### REQUIRED TASK
Copy every line of the items below word for word, leaving out the pictures.

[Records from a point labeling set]

■ ■ ■ ■

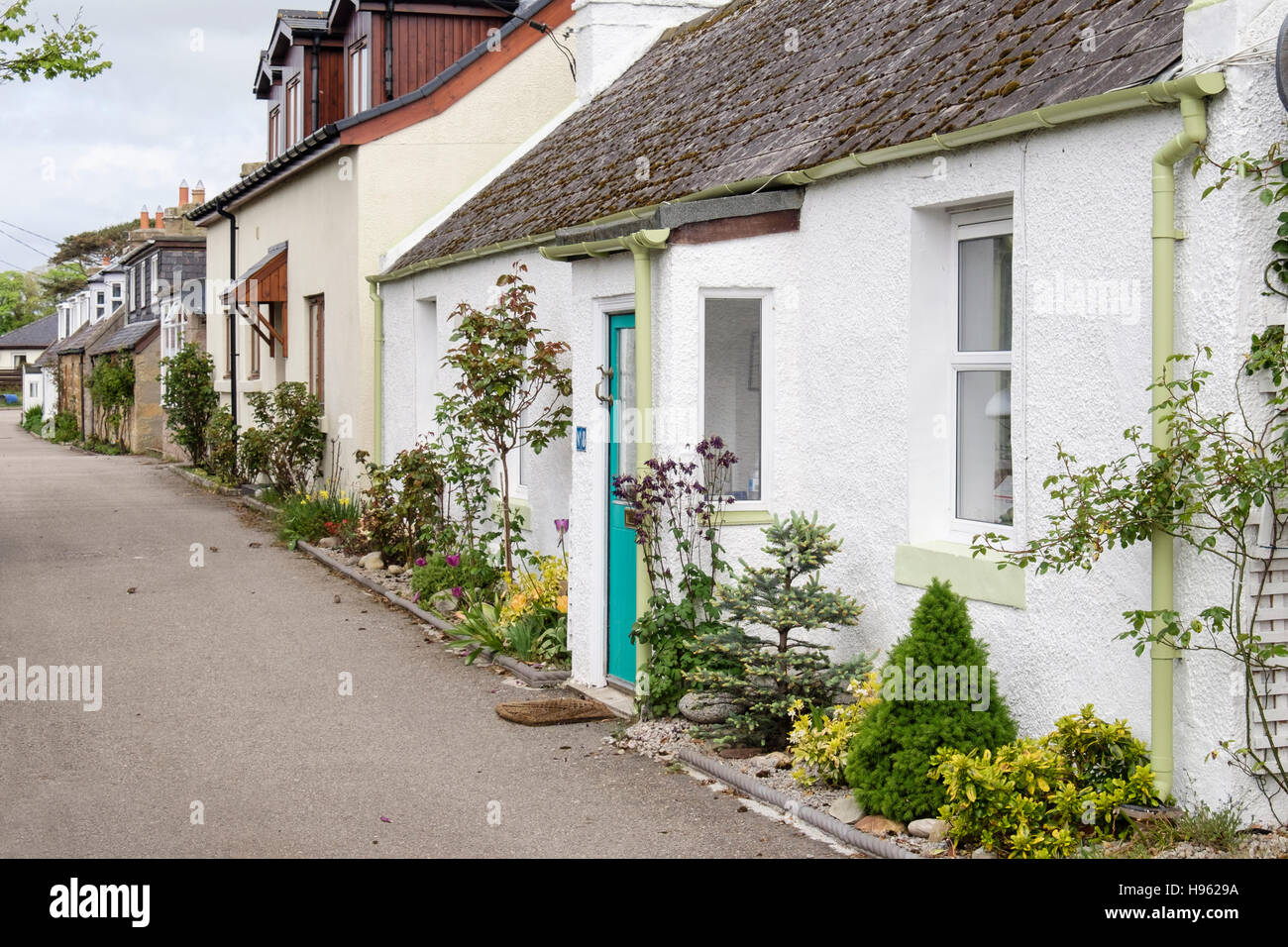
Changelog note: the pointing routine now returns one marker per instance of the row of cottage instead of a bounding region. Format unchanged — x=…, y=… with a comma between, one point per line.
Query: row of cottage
x=892, y=253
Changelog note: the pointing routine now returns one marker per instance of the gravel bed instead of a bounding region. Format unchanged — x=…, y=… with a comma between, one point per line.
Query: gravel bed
x=662, y=737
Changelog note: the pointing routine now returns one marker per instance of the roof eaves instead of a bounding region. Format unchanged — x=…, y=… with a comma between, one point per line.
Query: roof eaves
x=446, y=75
x=265, y=172
x=1153, y=94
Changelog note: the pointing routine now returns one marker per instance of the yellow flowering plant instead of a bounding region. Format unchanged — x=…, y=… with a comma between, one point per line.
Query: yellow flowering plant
x=819, y=740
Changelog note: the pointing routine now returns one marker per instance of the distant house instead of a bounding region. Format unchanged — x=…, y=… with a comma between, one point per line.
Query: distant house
x=21, y=348
x=376, y=115
x=163, y=308
x=892, y=253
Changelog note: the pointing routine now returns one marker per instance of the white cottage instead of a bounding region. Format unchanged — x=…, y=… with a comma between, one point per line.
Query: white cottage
x=892, y=253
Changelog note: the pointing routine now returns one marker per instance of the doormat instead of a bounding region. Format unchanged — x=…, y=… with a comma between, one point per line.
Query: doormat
x=549, y=712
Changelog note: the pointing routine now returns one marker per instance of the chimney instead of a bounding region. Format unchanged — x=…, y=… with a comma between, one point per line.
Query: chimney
x=613, y=34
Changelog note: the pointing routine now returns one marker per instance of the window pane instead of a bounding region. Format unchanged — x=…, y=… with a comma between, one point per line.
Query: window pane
x=732, y=377
x=629, y=434
x=984, y=294
x=984, y=489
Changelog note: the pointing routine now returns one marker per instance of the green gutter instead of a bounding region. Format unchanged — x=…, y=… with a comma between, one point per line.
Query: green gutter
x=1048, y=116
x=377, y=372
x=642, y=245
x=1162, y=548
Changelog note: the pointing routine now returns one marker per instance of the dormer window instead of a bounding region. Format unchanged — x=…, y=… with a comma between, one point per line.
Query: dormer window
x=294, y=114
x=274, y=141
x=360, y=76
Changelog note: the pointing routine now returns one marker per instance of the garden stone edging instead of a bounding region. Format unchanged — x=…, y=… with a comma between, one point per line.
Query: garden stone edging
x=805, y=813
x=375, y=586
x=529, y=676
x=207, y=484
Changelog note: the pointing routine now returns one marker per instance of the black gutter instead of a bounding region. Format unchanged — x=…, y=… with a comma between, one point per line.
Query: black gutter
x=232, y=335
x=330, y=132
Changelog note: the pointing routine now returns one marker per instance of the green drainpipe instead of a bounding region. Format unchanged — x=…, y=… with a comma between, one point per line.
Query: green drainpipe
x=377, y=369
x=642, y=247
x=1162, y=554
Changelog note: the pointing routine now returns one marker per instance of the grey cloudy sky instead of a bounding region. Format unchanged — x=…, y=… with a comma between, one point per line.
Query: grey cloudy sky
x=176, y=103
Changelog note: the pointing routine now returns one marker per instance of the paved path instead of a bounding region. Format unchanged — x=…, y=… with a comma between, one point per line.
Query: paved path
x=222, y=685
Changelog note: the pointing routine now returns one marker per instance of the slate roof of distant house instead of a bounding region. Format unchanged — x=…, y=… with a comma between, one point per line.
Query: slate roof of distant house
x=720, y=99
x=34, y=335
x=124, y=338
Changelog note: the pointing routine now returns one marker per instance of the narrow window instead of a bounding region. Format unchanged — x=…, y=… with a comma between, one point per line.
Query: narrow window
x=294, y=114
x=360, y=76
x=732, y=372
x=274, y=123
x=982, y=372
x=317, y=337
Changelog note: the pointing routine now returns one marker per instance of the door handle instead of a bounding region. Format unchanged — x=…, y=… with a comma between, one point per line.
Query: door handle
x=604, y=375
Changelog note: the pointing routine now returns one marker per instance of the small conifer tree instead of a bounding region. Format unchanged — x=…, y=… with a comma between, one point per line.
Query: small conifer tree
x=923, y=707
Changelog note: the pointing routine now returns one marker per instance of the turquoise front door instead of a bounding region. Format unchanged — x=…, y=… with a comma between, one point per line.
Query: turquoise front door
x=622, y=441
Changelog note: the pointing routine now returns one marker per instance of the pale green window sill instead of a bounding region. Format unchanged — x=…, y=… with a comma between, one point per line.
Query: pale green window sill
x=974, y=578
x=746, y=518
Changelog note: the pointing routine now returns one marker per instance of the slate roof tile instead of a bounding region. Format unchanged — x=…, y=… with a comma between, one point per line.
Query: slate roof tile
x=722, y=98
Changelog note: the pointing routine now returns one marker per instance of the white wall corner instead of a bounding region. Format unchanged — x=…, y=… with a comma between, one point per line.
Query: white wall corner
x=1216, y=30
x=612, y=35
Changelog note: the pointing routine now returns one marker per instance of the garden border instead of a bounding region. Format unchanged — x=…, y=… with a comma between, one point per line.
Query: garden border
x=742, y=783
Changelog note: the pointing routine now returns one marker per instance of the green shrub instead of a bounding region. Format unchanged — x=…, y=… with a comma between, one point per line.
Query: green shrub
x=772, y=678
x=189, y=398
x=290, y=419
x=33, y=419
x=65, y=427
x=253, y=454
x=889, y=762
x=820, y=738
x=222, y=449
x=111, y=385
x=402, y=508
x=1041, y=797
x=473, y=574
x=480, y=629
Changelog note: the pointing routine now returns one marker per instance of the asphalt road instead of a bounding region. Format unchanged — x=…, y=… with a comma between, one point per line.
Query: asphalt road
x=220, y=686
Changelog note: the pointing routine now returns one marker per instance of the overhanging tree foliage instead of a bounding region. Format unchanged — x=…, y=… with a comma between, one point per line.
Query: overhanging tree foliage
x=30, y=50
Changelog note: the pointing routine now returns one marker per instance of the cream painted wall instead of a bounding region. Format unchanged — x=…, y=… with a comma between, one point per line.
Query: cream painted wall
x=340, y=214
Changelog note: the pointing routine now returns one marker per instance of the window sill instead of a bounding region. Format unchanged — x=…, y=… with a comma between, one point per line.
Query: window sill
x=975, y=578
x=746, y=518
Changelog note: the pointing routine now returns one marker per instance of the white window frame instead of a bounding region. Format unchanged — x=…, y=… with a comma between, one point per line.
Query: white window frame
x=993, y=222
x=767, y=386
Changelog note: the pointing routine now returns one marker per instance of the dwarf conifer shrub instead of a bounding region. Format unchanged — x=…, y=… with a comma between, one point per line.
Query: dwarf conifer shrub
x=889, y=761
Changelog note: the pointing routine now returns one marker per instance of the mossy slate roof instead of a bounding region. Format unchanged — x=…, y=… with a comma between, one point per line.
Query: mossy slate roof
x=721, y=99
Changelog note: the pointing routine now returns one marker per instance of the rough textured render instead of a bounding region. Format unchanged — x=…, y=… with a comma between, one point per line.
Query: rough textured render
x=763, y=86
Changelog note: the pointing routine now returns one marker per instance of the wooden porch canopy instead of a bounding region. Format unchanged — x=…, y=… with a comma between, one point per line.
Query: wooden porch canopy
x=258, y=289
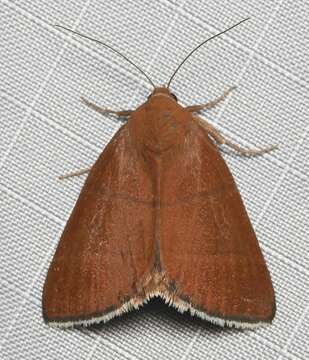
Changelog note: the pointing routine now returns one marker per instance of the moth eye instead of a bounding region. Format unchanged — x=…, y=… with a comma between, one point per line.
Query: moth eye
x=174, y=96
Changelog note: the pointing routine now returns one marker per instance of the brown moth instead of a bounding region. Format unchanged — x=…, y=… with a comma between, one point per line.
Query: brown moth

■ ■ ■ ■

### EXPECTED ANSWER
Changelog note: the pointing routine now returns one marker per instance of the row of cottage instead of a bounding region. Format unchanged — x=…, y=… with a comma between, one point per line.
Query: row of cottage
x=892, y=253
Changelog note: the pointing routine now returns one marker per instance of the gravel bed instead of a bounding region. Format unchanged — x=…, y=… with a comma between, one point per line.
Query: gravel bed
x=662, y=737
Changelog note: the pointing routine now returns one marker per instance of the roof eaves instead of a bounding region. Format unchanged — x=…, y=… with a comma between, one point per line.
Query: roof eaves
x=446, y=75
x=265, y=172
x=1153, y=94
Changelog note: the pointing routine now returns one marker per instance of the yellow flowering plant instead of a bounding region. Format unchanged — x=…, y=… with a comma between, one point per line.
Query: yellow flowering plant
x=819, y=740
Changelog note: the pointing routine now returns one marker per instance of the distant house instead of a bounding region. Format unchanged — x=…, y=… with a comma between, one point per line.
Query: distant house
x=21, y=348
x=376, y=115
x=163, y=308
x=892, y=253
Changelog note: the pointing routine now returns one marker per instance of the white cottage instead of a bounding region. Format unchanged — x=…, y=… with a comma between, one point per line.
Query: white cottage
x=892, y=253
Changelog note: the pointing routine now returns one marker per instance of the doormat instead of a bounding region. Format unchanged — x=…, y=… with a comma between, one point per line.
Query: doormat
x=549, y=712
Changelog note: the pointing routine now returns one marker per instance of the chimney instead of a bounding region. Format unchanged — x=…, y=… with a comma between, one point per line.
Query: chimney
x=613, y=34
Changelog note: the pointing routine now returns one marker per instance of the window pane instead of a bounding region. Format unchanged — x=…, y=… with a comma between, one point per line.
Query: window pane
x=732, y=377
x=629, y=434
x=984, y=294
x=984, y=489
Changelog note: the pointing routine now returns one marker per instance of the green gutter instead of a bounding region. Format unchanged — x=…, y=… with a comma between, one point per line.
Query: green gutter
x=1048, y=116
x=377, y=372
x=642, y=245
x=1162, y=548
Changelog note: the pointing routine now returns one marker per instance of the dormer window instead of a bounding region. Format unchanged — x=…, y=… with a comma between, one point per line.
Query: dormer window
x=294, y=114
x=274, y=141
x=360, y=76
Changelog note: the pointing routine now returns one marker per instance of the garden stone edging instead of a bounding region. Format unchanged — x=…, y=… with a comma between, one point per line.
Query: garden stone edging
x=805, y=813
x=375, y=586
x=529, y=676
x=207, y=484
Changelog note: the pointing routine now returns one marker per instance of the black gutter instead of a bounding region. Format unchanged — x=…, y=… with a comma between, one point per line.
Query: black gutter
x=232, y=335
x=330, y=132
Changelog note: the pointing routine now returns one marker per instance of the green drainpipe instead of a bounding region. Format unchanged — x=…, y=… with a comma between, one point per line.
Query: green drainpipe
x=377, y=369
x=642, y=247
x=1162, y=554
Changelog note: the pointing routine now returns one marker per instance of the grey cloudy sky instead of a bounding region. Format unchanged — x=…, y=… with a comma between, one point per line.
Query: grey cloudy sky
x=176, y=103
Changelog note: the pointing routine now returns one marker per instance of the paved path instead of a bounding region. Format unchanged — x=…, y=… with a comma between, one point per line.
Query: paved path
x=222, y=685
Changelog note: the pointing routine now returns one marker per instance of the slate roof of distant house instead of a bounding region. Format unchanged — x=…, y=… with a comma between, one point per line.
Query: slate roof of distant house
x=720, y=99
x=34, y=335
x=124, y=338
Changelog note: the pointing routine now returns one marker per instance of the narrow window instead of a bounding region. Format unchanged — x=…, y=… with a comma between, one point per line.
Query: narrow window
x=294, y=114
x=360, y=76
x=732, y=372
x=274, y=123
x=982, y=372
x=317, y=337
Changelog note: the pointing routine now returns one marker per instance of the door handle instead of a bounding region. Format unchanged — x=…, y=… with a comma between, one point per line.
Query: door handle
x=604, y=375
Changelog note: the pointing routine now returns one marker per instance of the small conifer tree instead of a bounding region. Format unchanged — x=…, y=… with a comma between, one point per line.
Query: small conifer tree
x=923, y=707
Changelog note: the pointing routine now returns one marker per instance of the turquoise front door instead of a bounding region. Format unchanged — x=…, y=… with a comma between, one point per line.
Query: turquoise front door
x=622, y=441
Changelog note: the pointing routine now returns one marker per instance of the pale green window sill instead of a bounding region. Format unchanged — x=…, y=… with a comma between, one point per line.
Query: pale green window sill
x=974, y=578
x=746, y=518
Changelog note: the pointing routine now returns one marker per instance of the slate roof tile instead of a bounding region. Format unchanged — x=…, y=… with a comma between, one point per line.
Query: slate roof tile
x=722, y=98
Changelog note: the pointing routine now returns one marker per instance of the white wall corner instead of a bounding region. Format unchanged — x=…, y=… with a comma between, one point per line.
Query: white wall corner
x=1216, y=30
x=612, y=35
Changelog note: the pointing routine now returns one marker per instance of the garden border instead of a bounding region. Format unchanged — x=…, y=… with a comma between, one point per line.
Query: garden border
x=742, y=783
Changelog note: the pointing routine now returns one marker per instance of the green shrub instead of a bounding region. Format unchanged — x=…, y=… with a comma between, one point per line.
Query: green shrub
x=772, y=678
x=189, y=398
x=290, y=419
x=33, y=419
x=65, y=427
x=253, y=454
x=889, y=762
x=820, y=738
x=222, y=449
x=111, y=385
x=402, y=508
x=1041, y=797
x=473, y=574
x=480, y=629
Changelog note: the pointing routine now returns one marker per instance of the asphalt road instead of a bounding region. Format unchanged — x=…, y=… with a comma between, one point per line.
Query: asphalt road
x=220, y=686
Changelog note: the pointing routine now returns one marker per instance of the overhanging tree foliage instead of a bounding region. Format unchanged — x=…, y=… with a comma between, one point per line.
Query: overhanging tree foliage
x=30, y=50
Changelog note: the pointing routine now returns one marker per instance of the cream painted wall instead of a bounding region. Format unchanged — x=…, y=… with a comma between, one point per line.
Query: cream painted wall
x=340, y=214
Changelog note: the pointing routine now returns one marker per instance of the window sill instead of a bounding region. Format unchanged — x=…, y=… with a comma between, one point per line.
Query: window sill
x=975, y=578
x=746, y=518
Changelog note: the pointing routine now returns one marker per instance of the white window frame instead of a bounding region. Format unchanged — x=…, y=… with a comma between, one point per line.
Query: white window frame
x=993, y=222
x=767, y=386
Changelog note: the pointing routine now returns one marker per instance of the dwarf conifer shrub instead of a bounding region. Format unchanged — x=…, y=… with a comma between, one point per line.
Query: dwarf conifer shrub
x=889, y=761
Changelog note: the pointing routine now returns one marker per instance of the mossy slate roof instead of a bounding region. Format unchanged — x=…, y=… with a comma between, one point per line.
Query: mossy slate roof
x=721, y=99
Changelog note: the pointing routine now returns one marker per instance of the rough textured render instead of a bounding region. Format unchanged — x=…, y=… with a comma between, one point per line.
Query: rough textured render
x=763, y=86
Changelog note: the pointing routine now returns one marker per instance of the wooden porch canopy instead of a bounding region. Format unchanged — x=…, y=… with a comma between, one point per line.
Query: wooden porch canopy
x=258, y=289
Changelog note: the pointing routine now returns one marker per instance of the moth eye instead of a bounding region. Format unchanged — x=…, y=… with a comma between, one point per line.
Query: moth eye
x=174, y=96
Changelog note: the pointing routine now returns one marker per instance of the brown moth instead of a bounding region. Format unchanged — x=…, y=… with a comma between, one point per line.
Query: brown moth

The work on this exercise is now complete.